Transcribe every entry word for word, leaving out all images.

__AVAILABLE DATA__
■ ■ ■ ■ ■ ■ ■
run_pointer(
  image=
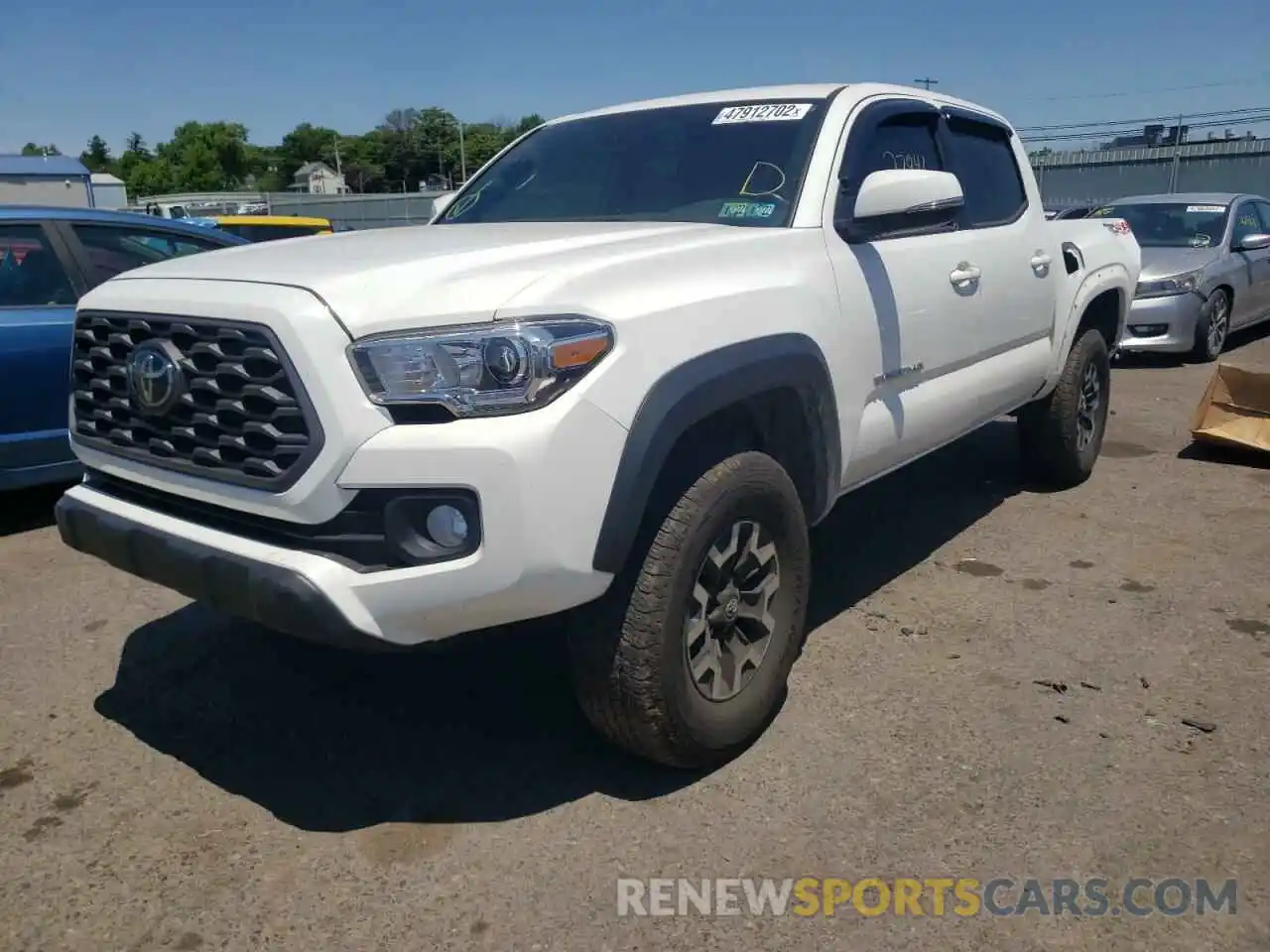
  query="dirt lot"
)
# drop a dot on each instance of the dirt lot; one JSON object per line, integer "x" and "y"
{"x": 176, "y": 779}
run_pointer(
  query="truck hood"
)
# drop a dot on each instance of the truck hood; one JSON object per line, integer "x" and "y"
{"x": 436, "y": 275}
{"x": 1169, "y": 262}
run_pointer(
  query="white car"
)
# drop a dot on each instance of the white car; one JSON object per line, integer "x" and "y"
{"x": 625, "y": 368}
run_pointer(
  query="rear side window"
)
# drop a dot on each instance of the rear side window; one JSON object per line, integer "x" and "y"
{"x": 31, "y": 273}
{"x": 988, "y": 172}
{"x": 113, "y": 249}
{"x": 905, "y": 141}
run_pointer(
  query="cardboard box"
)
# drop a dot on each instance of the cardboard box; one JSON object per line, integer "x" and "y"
{"x": 1234, "y": 411}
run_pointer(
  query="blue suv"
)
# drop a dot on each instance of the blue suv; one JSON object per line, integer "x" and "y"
{"x": 49, "y": 259}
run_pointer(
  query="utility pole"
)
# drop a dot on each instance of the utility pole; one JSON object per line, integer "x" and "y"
{"x": 1178, "y": 157}
{"x": 462, "y": 153}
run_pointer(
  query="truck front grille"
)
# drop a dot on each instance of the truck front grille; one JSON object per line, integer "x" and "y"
{"x": 238, "y": 413}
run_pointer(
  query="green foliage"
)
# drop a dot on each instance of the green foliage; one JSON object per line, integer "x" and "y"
{"x": 96, "y": 157}
{"x": 408, "y": 148}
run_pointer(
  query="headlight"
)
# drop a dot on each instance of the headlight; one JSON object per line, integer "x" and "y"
{"x": 481, "y": 370}
{"x": 1166, "y": 287}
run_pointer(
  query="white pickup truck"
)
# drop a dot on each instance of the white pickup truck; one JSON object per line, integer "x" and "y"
{"x": 617, "y": 377}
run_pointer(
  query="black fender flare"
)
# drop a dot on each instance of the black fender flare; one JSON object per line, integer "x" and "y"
{"x": 697, "y": 389}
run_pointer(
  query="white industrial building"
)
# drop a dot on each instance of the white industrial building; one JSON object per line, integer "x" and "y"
{"x": 45, "y": 179}
{"x": 109, "y": 190}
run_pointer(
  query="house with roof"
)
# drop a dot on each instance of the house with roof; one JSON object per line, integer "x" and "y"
{"x": 318, "y": 179}
{"x": 45, "y": 179}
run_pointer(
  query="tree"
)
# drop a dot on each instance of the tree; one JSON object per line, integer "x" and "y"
{"x": 96, "y": 157}
{"x": 408, "y": 148}
{"x": 305, "y": 144}
{"x": 207, "y": 157}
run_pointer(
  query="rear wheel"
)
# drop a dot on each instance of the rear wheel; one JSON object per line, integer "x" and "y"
{"x": 1211, "y": 327}
{"x": 685, "y": 660}
{"x": 1061, "y": 435}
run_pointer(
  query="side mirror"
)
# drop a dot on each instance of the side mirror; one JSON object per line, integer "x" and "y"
{"x": 1252, "y": 243}
{"x": 907, "y": 191}
{"x": 441, "y": 203}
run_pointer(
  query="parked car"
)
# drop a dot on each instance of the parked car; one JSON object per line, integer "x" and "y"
{"x": 271, "y": 227}
{"x": 1206, "y": 270}
{"x": 595, "y": 389}
{"x": 49, "y": 259}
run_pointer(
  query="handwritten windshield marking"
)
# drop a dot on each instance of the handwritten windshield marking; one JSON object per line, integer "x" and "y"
{"x": 762, "y": 112}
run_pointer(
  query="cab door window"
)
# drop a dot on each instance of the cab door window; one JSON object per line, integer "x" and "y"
{"x": 1246, "y": 222}
{"x": 902, "y": 139}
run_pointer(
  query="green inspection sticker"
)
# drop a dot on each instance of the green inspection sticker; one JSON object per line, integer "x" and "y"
{"x": 747, "y": 209}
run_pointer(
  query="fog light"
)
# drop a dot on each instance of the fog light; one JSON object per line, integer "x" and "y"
{"x": 447, "y": 527}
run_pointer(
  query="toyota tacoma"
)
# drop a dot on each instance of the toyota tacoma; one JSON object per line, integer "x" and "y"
{"x": 615, "y": 379}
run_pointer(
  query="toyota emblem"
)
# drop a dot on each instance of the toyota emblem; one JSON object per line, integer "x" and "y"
{"x": 155, "y": 381}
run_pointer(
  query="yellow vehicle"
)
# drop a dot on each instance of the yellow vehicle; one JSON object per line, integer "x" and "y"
{"x": 270, "y": 227}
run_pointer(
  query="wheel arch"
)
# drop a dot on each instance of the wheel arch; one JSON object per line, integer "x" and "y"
{"x": 778, "y": 389}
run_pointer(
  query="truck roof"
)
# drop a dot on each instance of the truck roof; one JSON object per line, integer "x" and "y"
{"x": 794, "y": 91}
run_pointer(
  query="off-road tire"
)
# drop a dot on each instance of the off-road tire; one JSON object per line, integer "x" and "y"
{"x": 1049, "y": 442}
{"x": 1207, "y": 347}
{"x": 627, "y": 655}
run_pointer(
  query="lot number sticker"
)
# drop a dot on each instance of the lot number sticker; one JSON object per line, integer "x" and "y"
{"x": 762, "y": 112}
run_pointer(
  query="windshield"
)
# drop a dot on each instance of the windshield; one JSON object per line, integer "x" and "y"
{"x": 1171, "y": 223}
{"x": 730, "y": 164}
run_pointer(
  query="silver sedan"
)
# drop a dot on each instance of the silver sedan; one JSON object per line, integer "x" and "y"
{"x": 1206, "y": 270}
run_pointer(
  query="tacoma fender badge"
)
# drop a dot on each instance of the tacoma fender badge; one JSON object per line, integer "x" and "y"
{"x": 906, "y": 371}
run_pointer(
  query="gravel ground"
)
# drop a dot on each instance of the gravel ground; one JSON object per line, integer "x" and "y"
{"x": 171, "y": 778}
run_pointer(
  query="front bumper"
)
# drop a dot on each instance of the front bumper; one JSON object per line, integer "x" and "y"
{"x": 1162, "y": 324}
{"x": 540, "y": 480}
{"x": 275, "y": 595}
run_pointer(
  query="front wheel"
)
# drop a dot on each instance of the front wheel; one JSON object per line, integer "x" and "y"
{"x": 1211, "y": 327}
{"x": 685, "y": 660}
{"x": 1061, "y": 435}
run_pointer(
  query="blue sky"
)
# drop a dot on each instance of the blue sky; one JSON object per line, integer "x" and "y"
{"x": 70, "y": 68}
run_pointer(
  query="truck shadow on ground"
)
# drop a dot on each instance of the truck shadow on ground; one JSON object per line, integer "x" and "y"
{"x": 486, "y": 729}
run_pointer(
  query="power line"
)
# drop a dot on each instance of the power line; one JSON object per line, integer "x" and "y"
{"x": 1105, "y": 134}
{"x": 1234, "y": 116}
{"x": 1245, "y": 81}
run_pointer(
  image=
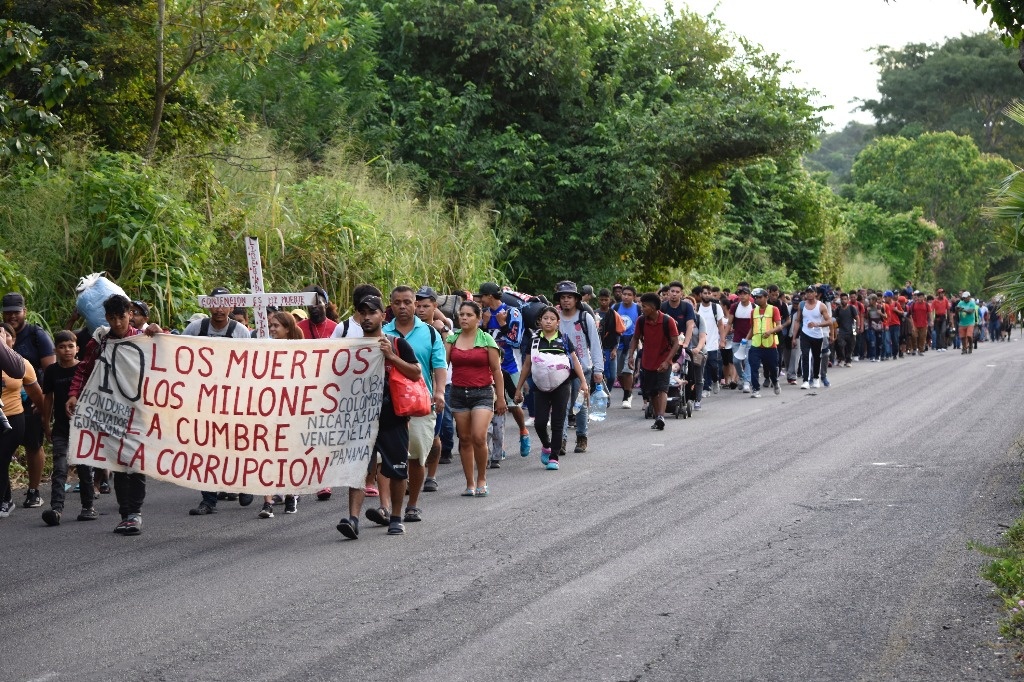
■ ■ ■ ■ ■ ■ ■
__TASK RESPONSE__
run_pointer(
  image=
  query="dirt lot"
)
# drop a dot on each instance of the dirt lot; one JSON object per line, integer "x" and "y"
{"x": 176, "y": 779}
run_pointer(
  query="truck hood"
)
# drop a dot on each instance of the truck hood; one JSON object per line, integer "x" and "y"
{"x": 436, "y": 275}
{"x": 1169, "y": 262}
run_pointer(
  query="white car"
)
# drop a dot on each instance of the white car; one JSON object per line, integer "x" and "y"
{"x": 625, "y": 368}
run_pointer(
  query="rear side window"
)
# drop a dot on each instance of the rear side window; one JSON object per line, integer "x" and "y"
{"x": 31, "y": 273}
{"x": 988, "y": 172}
{"x": 113, "y": 249}
{"x": 905, "y": 141}
run_pointer(
  query="cardboard box"
)
# drop a dot on each instance of the cardboard box; one JSON object per line, integer "x" and "y"
{"x": 1234, "y": 411}
run_pointer(
  query="blue suv"
)
# drop a dot on each instance of the blue suv; one JSON object per line, integer "x" and "y"
{"x": 49, "y": 259}
run_pointer(
  query="utility pole"
)
# drop a dot on each instance of the utility pole; one JSON object per line, integer "x" and "y"
{"x": 1178, "y": 157}
{"x": 462, "y": 153}
run_pointer(
  query="truck front grille"
)
# drop a dot on each instance of the truck front grille; one JSON object per line, integer "x" and "y"
{"x": 238, "y": 413}
run_pointer(
  query="green foliage"
)
# drop a dot on each instance of the green foliage; one JSON object per line, integer "x" and "y"
{"x": 96, "y": 157}
{"x": 408, "y": 148}
run_pointer(
  query="headlight"
)
# drop a dot on each instance of the headlight; one JSON object per line, integer "x" and "y"
{"x": 481, "y": 370}
{"x": 1166, "y": 287}
run_pointer(
  query="white pickup truck"
)
# drop a dot on each instance of the white pickup truck; one JSON object per line, integer "x" and "y"
{"x": 617, "y": 377}
run_pointer(
  query="black fender flare"
)
# drop a dot on each instance of the black fender flare; one JSON object per line, integer "x" and "y"
{"x": 697, "y": 389}
run_pointer(
  query="white industrial building"
)
# drop a dot on each instance of the white industrial building; one JSON object per line, integer "x" and "y"
{"x": 45, "y": 179}
{"x": 109, "y": 190}
run_pointer(
  query="house with roof"
)
# drop a dot on each instance of the house with roof; one JSON object per line, integer "x" and "y"
{"x": 318, "y": 179}
{"x": 45, "y": 179}
run_pointer(
  query="tree"
)
# drop a dot on each instance of the tree; one JSON object per line, integer "x" and "y"
{"x": 96, "y": 157}
{"x": 408, "y": 148}
{"x": 305, "y": 144}
{"x": 207, "y": 157}
run_pointer(
  query="rear wheel"
)
# drop a dot on each instance of the rear wheel; one JSON object per line, integer "x" and "y"
{"x": 1211, "y": 327}
{"x": 685, "y": 660}
{"x": 1061, "y": 435}
run_pointer(
  query="side mirror"
)
# drop a dot on each instance of the side mirror; one JSON object per line, integer "x" and "y"
{"x": 1252, "y": 243}
{"x": 907, "y": 191}
{"x": 441, "y": 203}
run_pointer(
  query="parked car"
)
# drop a dot on each instance of the parked car; one JSON object per line, integer "x" and "y"
{"x": 271, "y": 227}
{"x": 1206, "y": 270}
{"x": 595, "y": 389}
{"x": 49, "y": 259}
run_pointer(
  query="handwritten windshield marking"
)
# drop a dot on each instance of the handwritten windshield marking; one JSON object per line, integer "x" and "y"
{"x": 762, "y": 112}
run_pointer(
  query="cab door window"
)
# drop a dot on each instance of the cab door window; one JSON object per line, integer "x" and "y"
{"x": 1246, "y": 222}
{"x": 902, "y": 139}
run_pointer(
  query="green inspection sticker"
)
# drop a dot on each instance of the green inspection sticker; one JSON object per line, integer "x" and "y"
{"x": 747, "y": 209}
run_pointer(
  query="fog light"
)
# drop a dot on each instance of the fog light; one JSON object per line, integer "x" and "y"
{"x": 447, "y": 527}
run_pointer(
  query="toyota tacoma"
)
# drop a dot on each instance of the toyota tacoma; one JSON object per line, integer "x" and "y"
{"x": 615, "y": 379}
run_pointer(
  query="toyota emblem"
)
# drop a dot on each instance of the toyota emblem; one JSON object per line, integer "x" and "y"
{"x": 155, "y": 381}
run_pointer(
  query="yellow vehicle"
)
# drop a dot on each instance of the yellow vehicle; one JSON object per line, integer "x" and "y"
{"x": 270, "y": 227}
run_pointer(
  query="wheel arch"
)
# drop a dot on each instance of the wheel arch; one JSON object per line, integer "x" and "y"
{"x": 778, "y": 389}
run_pointer(
  query="truck roof"
)
# drop a dot on each instance of the truck roof; one JSON object per line, integer "x" and "y"
{"x": 794, "y": 91}
run_pointer(
  query="off-road tire"
)
# drop a dot on each instance of the off-road tire; one JSON object per line, integer "x" and "y"
{"x": 1049, "y": 442}
{"x": 1207, "y": 347}
{"x": 627, "y": 655}
run_pointer(
  query="lot number sticker"
)
# drop a dot on each instance of the lot number sticker; one JSON object per line, integer "x" and "y"
{"x": 762, "y": 112}
run_pointer(
  query="windshield"
)
# drop a dot on each instance of the windshield; one JSON object per line, integer "x" and "y"
{"x": 1171, "y": 223}
{"x": 730, "y": 164}
run_pointer(
  query="silver sedan"
)
# drop a dot on each instance of the silver sedan; one JSON object per line, integer "x" and "y"
{"x": 1206, "y": 270}
run_pointer(
  query="tacoma fender badge"
)
# drop a dot on each instance of the tacoma fender badge; one JSON object per line, integer "x" and "y"
{"x": 906, "y": 371}
run_pointer(
  query="gravel ground"
)
# drop a dot on each instance of the gravel ground; one JSON object per line, integer "x" and "y"
{"x": 171, "y": 778}
run_pointer(
  query="front bumper"
)
# drop a dot on each instance of the front bumper; one JSON object per line, integer "x" and "y"
{"x": 1162, "y": 324}
{"x": 540, "y": 480}
{"x": 275, "y": 595}
run_pointer(
  query="front wheel"
)
# drop a dot on each instance of the front wheel; one JSON object per line, integer "x" and "y"
{"x": 1211, "y": 327}
{"x": 685, "y": 660}
{"x": 1061, "y": 435}
run_pointer(
  query="blue sky"
)
# drop a dot on each instance of the blue sky; one JSON object per line, integer "x" and "y"
{"x": 70, "y": 68}
run_pointer(
  query="truck shadow on ground"
)
# drop a dot on each instance of the truck shadow on ground; one JSON object per line, integer "x" and "y"
{"x": 486, "y": 729}
run_pointer(
  query="power line"
)
# drop a dot on each instance of the power line; one JSON object per line, integer "x" and "y"
{"x": 1105, "y": 134}
{"x": 1234, "y": 116}
{"x": 1245, "y": 81}
run_pointer(
  image=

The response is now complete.